- [WRITTEN TASK 1]: Please edit the Dataset entries from their start through the line with "positive clicks: (49, 8) (41, 13)", swapping "target" for "object" and keeping all else unchanged. Give only those lines, without the pictures.

- [DOCUMENT EXCERPT]:
* * *

Create a liquid rainbow!


1. A few paper cups (As many as the number of food colors + one more)
2. Water
3. Food color (It would be good if you use all the seven colors of rainbow)
4. Salt
5. A transparent tube about a foot long with a bit small diameter
6. A funnel that will fit in the transparent tube
7. Some scotch tape or duct tape


1. At first add an equal amount of water to each cup.
2. Then add a few drops of food coloring to each cup.
3. Add no salt to the first cup.
4. Add two tablespoons of salt to the 2nd cup.
5. Then add four tablespoons of salt to the third cup.
6. Raise two more tablespoons of salt for the next cup, two more for the next cup and so on.
7. Now stir the salt added cups with spoon.
8. Use scotch tape or duct tape to seal up one end of the tube.
9. Now check out your record to see which one of the colored solution has the most salt in it.
10. Use the funnel to pour some of that solution into the tube to 1 inch.
11. Then pour about 1inch of the solution that has the 2nd greatest amount of salt in it.
12. Continue pouring rest of the different colored solutions into the tube like this. And also remember to pour the colored solution in descending order of the amount of salt. For example, the mixer with the first greatest salt poured first, mixer with 2nd greatest salt poured second etc.

* * *

- [Dataset entries]:
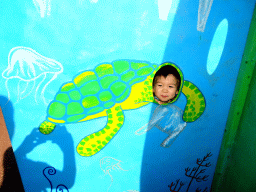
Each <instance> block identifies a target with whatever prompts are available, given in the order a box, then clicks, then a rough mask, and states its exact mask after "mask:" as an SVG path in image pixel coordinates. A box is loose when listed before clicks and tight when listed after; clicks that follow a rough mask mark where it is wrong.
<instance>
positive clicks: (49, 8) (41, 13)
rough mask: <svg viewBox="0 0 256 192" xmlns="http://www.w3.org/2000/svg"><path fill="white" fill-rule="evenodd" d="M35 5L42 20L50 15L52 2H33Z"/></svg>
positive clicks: (48, 1)
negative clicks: (51, 4) (39, 14)
mask: <svg viewBox="0 0 256 192" xmlns="http://www.w3.org/2000/svg"><path fill="white" fill-rule="evenodd" d="M33 3H34V5H35V7H36V9H37V11H38V12H39V13H40V16H41V17H42V18H44V17H45V15H47V16H49V15H50V12H51V0H33Z"/></svg>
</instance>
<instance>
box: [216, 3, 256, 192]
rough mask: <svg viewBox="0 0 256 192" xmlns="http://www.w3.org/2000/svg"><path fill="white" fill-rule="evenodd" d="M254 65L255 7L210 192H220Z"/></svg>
mask: <svg viewBox="0 0 256 192" xmlns="http://www.w3.org/2000/svg"><path fill="white" fill-rule="evenodd" d="M255 5H256V4H255ZM255 63H256V6H255V7H254V12H253V16H252V20H251V25H250V29H249V32H248V36H247V40H246V45H245V49H244V54H243V58H242V61H241V65H240V69H239V73H238V77H237V81H236V87H235V90H234V94H233V98H232V103H231V106H230V109H229V114H228V118H227V123H226V128H225V131H224V134H223V139H222V144H221V148H220V153H219V157H218V161H217V165H216V169H215V174H214V178H213V182H212V192H217V191H221V189H220V186H221V183H222V182H223V181H224V178H223V176H224V172H225V169H226V167H227V163H228V160H229V157H230V151H231V148H232V146H233V144H234V142H235V136H236V133H237V129H238V126H239V122H240V119H241V115H242V111H243V108H244V104H245V101H246V97H247V93H248V90H249V86H250V83H251V79H252V74H253V71H254V68H255Z"/></svg>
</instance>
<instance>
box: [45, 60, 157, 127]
mask: <svg viewBox="0 0 256 192" xmlns="http://www.w3.org/2000/svg"><path fill="white" fill-rule="evenodd" d="M156 67H157V65H155V64H150V63H146V62H136V61H129V60H121V61H115V62H113V63H112V64H101V65H99V66H97V67H96V68H95V69H94V70H93V71H84V72H82V73H80V74H78V75H77V76H75V77H74V79H73V81H71V82H67V83H65V84H63V85H62V86H61V88H60V89H59V91H58V92H57V94H56V96H55V98H54V100H53V101H51V103H50V104H49V106H48V114H47V117H48V119H53V120H54V122H55V123H58V122H59V123H75V122H78V121H79V120H81V119H83V118H85V117H86V116H88V115H93V114H96V113H99V112H102V111H103V110H105V109H109V108H111V107H113V106H114V105H115V104H116V103H122V102H123V101H124V100H126V99H127V98H128V97H129V95H130V92H131V87H132V85H133V84H135V83H139V82H142V81H144V80H145V79H146V78H147V76H148V75H150V74H152V73H153V72H154V70H155V68H156Z"/></svg>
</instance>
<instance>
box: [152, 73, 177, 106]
mask: <svg viewBox="0 0 256 192" xmlns="http://www.w3.org/2000/svg"><path fill="white" fill-rule="evenodd" d="M177 84H178V82H177V79H176V78H175V77H174V76H173V75H172V74H170V75H168V76H167V77H166V78H165V77H163V76H160V77H157V80H156V83H155V85H154V88H153V92H154V94H155V96H157V97H158V99H160V101H162V102H158V101H157V102H158V103H159V104H162V103H163V102H167V101H169V100H170V99H173V98H174V97H175V95H176V94H178V92H179V91H178V87H177Z"/></svg>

* * *

- [WRITTEN TASK 2]: Copy the liquid rainbow instructions from "8. Use scotch" to "of salt in it.".

- [ANSWER SPACE 1]:
Each <instance> block identifies a object with whatever prompts are available, given in the order a box, then clicks, then a rough mask, and states its exact mask after "mask:" as an SVG path in image pixel coordinates. A box is loose when listed before clicks and tight when listed after; clicks that follow a rough mask mark where it is wrong.
<instance>
positive clicks: (49, 8) (41, 13)

- [ANSWER SPACE 2]:
8. Use scotch tape or duct tape to seal up one end of the tube.
9. Now check out your record to see which one of the colored solution has the most salt in it.
10. Use the funnel to pour some of that solution into the tube to 1 inch.
11. Then pour about 1inch of the solution that has the 2nd greatest amount of salt in it.